## Instruction
Could you give the lines from the one with "Can you find the arched" up to and including the one with "point(43, 31)" again, changing "arched window" to "round-topped window" and keeping everything else the same?

## Data for this exercise
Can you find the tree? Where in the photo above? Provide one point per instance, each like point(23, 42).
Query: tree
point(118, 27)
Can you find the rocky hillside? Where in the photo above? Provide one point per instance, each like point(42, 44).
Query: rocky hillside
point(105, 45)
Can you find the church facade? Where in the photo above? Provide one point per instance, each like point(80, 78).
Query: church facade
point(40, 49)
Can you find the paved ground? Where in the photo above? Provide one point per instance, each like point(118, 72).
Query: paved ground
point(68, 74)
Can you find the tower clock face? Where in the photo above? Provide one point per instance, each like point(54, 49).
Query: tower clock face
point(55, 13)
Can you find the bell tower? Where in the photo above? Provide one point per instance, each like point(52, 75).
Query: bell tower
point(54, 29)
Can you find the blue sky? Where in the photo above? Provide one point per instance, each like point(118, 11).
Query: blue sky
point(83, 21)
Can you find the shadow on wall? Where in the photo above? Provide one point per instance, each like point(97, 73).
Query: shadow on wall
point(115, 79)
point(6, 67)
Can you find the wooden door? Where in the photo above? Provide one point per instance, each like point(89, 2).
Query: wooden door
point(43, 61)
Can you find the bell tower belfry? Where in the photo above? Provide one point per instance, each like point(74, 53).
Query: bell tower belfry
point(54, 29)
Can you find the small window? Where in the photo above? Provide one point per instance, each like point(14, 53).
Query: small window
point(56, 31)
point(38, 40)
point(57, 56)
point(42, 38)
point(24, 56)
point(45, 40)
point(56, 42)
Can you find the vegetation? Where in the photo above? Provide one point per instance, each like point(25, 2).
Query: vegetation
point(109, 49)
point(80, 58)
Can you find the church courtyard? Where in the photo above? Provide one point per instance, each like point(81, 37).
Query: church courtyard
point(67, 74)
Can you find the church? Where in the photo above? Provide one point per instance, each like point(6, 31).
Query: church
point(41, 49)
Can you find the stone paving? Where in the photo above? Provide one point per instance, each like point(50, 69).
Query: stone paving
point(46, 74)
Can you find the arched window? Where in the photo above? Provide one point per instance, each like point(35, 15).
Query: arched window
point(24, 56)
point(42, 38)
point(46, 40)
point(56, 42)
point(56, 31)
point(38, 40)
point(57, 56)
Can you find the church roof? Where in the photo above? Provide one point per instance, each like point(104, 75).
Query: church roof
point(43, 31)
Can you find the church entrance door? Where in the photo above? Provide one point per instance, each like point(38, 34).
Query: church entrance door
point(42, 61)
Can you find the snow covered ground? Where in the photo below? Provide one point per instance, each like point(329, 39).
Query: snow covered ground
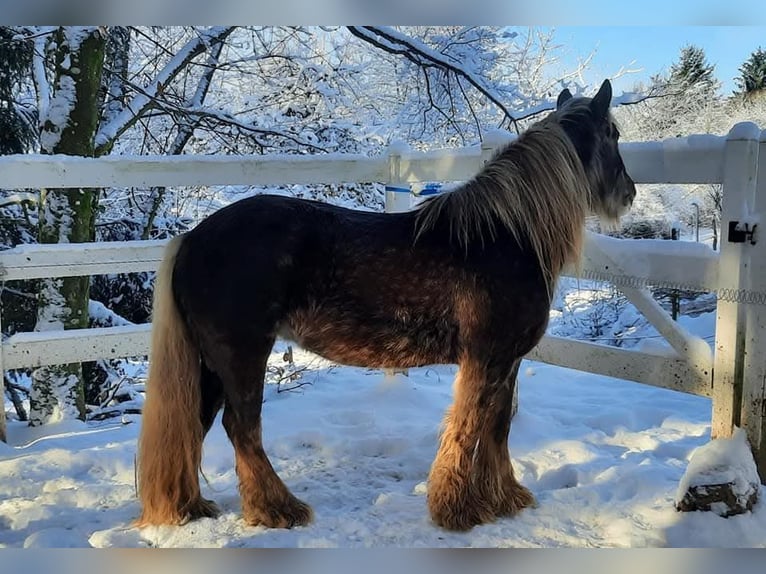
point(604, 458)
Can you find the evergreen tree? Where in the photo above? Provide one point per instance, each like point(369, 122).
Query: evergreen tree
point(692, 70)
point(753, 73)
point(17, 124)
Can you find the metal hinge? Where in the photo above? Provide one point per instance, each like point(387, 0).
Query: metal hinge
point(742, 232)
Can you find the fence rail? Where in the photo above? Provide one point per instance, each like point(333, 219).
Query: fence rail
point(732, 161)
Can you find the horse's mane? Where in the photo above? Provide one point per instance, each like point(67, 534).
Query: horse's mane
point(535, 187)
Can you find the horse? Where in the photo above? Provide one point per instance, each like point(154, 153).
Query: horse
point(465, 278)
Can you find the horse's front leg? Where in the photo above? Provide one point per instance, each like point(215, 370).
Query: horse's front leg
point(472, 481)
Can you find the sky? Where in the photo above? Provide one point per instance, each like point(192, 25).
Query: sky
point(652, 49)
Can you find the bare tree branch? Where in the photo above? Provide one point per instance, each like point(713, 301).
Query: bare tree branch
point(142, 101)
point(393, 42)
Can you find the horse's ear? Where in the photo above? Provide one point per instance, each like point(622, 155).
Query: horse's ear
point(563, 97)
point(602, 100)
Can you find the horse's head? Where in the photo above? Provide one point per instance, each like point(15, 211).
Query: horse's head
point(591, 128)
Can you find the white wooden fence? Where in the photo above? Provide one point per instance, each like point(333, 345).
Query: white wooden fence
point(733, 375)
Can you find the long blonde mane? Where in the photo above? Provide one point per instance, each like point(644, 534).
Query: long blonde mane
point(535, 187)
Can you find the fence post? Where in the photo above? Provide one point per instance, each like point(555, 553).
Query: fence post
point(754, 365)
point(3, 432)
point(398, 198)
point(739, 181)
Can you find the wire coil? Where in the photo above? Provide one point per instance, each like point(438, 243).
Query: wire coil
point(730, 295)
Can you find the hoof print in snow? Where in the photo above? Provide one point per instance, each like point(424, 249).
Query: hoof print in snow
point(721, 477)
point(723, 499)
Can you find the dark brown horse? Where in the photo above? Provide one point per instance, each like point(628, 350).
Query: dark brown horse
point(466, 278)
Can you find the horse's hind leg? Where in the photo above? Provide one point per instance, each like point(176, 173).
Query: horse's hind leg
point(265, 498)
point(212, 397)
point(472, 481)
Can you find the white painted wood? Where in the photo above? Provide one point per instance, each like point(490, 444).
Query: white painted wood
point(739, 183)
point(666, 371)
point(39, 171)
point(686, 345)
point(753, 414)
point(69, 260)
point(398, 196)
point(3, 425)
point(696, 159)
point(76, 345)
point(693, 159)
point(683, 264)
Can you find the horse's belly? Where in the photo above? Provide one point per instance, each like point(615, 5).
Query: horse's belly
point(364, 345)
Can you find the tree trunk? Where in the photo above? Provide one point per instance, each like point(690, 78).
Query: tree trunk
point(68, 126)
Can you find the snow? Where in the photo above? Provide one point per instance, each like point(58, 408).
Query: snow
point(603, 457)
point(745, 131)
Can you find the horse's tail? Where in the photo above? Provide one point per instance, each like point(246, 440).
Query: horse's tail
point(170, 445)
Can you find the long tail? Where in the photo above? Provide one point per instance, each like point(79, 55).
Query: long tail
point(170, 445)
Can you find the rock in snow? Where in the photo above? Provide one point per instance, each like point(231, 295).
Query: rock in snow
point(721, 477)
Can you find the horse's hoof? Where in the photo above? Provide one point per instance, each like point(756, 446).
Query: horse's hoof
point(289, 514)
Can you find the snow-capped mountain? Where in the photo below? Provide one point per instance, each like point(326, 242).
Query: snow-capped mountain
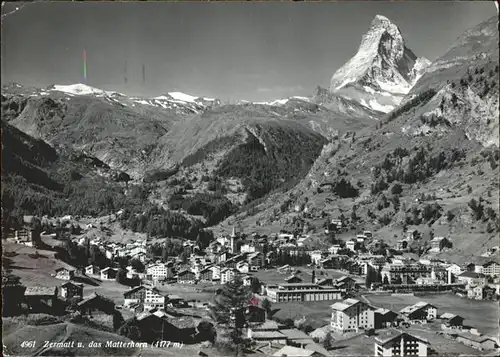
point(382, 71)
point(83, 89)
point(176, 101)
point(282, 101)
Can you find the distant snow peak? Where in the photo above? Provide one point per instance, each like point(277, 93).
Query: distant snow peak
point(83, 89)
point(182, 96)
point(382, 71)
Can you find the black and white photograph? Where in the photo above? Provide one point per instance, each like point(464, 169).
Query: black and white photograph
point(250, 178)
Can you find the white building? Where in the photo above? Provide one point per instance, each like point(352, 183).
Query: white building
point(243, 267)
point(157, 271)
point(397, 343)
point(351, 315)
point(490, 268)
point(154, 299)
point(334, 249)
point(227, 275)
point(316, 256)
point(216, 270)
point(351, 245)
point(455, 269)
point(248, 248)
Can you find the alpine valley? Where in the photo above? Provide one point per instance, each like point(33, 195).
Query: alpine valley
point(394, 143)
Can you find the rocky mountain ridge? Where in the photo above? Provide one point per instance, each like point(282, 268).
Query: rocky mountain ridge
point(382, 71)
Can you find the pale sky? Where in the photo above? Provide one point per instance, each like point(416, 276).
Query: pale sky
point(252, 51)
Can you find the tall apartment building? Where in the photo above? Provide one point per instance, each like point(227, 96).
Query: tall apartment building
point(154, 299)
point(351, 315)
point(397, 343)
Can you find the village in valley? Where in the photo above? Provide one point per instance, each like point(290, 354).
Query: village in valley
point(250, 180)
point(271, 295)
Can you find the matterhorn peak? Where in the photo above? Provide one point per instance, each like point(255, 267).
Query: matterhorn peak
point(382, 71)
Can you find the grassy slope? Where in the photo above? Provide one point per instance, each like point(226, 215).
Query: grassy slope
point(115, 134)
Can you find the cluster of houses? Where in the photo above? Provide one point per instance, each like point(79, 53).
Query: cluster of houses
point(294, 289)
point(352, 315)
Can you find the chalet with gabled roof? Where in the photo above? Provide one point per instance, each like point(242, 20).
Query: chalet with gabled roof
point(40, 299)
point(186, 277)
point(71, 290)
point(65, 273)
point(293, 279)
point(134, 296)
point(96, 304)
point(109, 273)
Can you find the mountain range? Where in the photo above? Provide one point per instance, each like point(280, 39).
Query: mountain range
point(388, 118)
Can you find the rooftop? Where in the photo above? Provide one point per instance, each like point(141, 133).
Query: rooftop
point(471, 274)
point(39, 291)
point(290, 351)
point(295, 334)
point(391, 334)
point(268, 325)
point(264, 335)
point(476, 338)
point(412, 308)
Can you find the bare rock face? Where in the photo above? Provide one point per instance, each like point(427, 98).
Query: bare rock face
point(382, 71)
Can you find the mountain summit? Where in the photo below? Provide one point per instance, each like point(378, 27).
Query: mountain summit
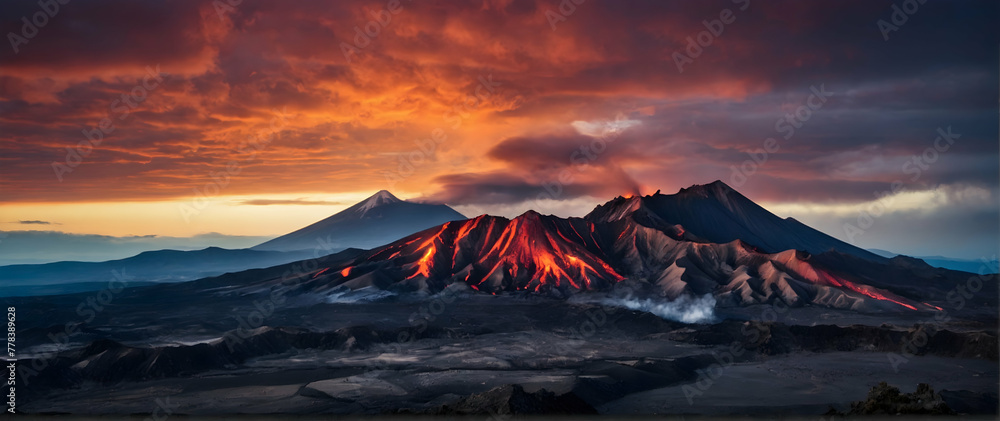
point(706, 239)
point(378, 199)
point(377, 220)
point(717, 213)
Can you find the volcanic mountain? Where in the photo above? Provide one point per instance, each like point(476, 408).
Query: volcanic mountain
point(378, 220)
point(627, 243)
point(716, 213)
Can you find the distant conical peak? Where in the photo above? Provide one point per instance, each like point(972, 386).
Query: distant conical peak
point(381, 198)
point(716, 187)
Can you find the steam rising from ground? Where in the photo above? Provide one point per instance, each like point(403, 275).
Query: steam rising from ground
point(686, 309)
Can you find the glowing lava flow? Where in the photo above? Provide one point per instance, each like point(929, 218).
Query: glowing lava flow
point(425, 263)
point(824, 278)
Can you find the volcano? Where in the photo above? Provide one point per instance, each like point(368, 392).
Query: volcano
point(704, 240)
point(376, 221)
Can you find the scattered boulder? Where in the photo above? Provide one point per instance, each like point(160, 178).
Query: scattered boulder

## Task response
Can you find the round-topped window? Where in the photo above? Provide one point per instance, each like point(35, 15).
Query: round-topped window
point(24, 56)
point(42, 38)
point(46, 40)
point(56, 42)
point(56, 31)
point(38, 40)
point(57, 56)
Can you find the church roof? Where in the photo above? Provide one point per instance, each like point(104, 75).
Query: church roof
point(43, 31)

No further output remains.